▶ **WRITTEN PROBLEM**
Render every line of all the records below as a JSON list of strings, one string per line. Skip blank lines and leave the pictures out.

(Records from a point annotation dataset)

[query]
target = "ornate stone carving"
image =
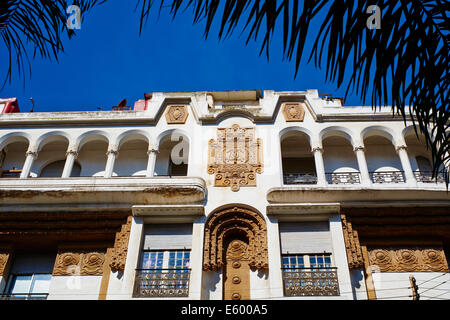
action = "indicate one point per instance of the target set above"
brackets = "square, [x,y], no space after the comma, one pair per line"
[235,157]
[352,245]
[83,263]
[293,112]
[176,114]
[4,256]
[92,263]
[119,252]
[413,259]
[224,226]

▶ **ANSWER TO THE EXERCISE**
[
  "[query]",
  "target = \"ornate stone carving\"",
  "image =",
  "action = \"indicate one point per instance of the target set above\"",
  "brackets = \"square, [x,y], no space after the comma, one pair per line\"",
  "[235,157]",
  "[352,245]",
  "[83,263]",
  "[293,112]",
  "[176,114]",
  "[4,256]",
  "[92,263]",
  "[119,252]",
  "[413,259]",
  "[224,226]"
]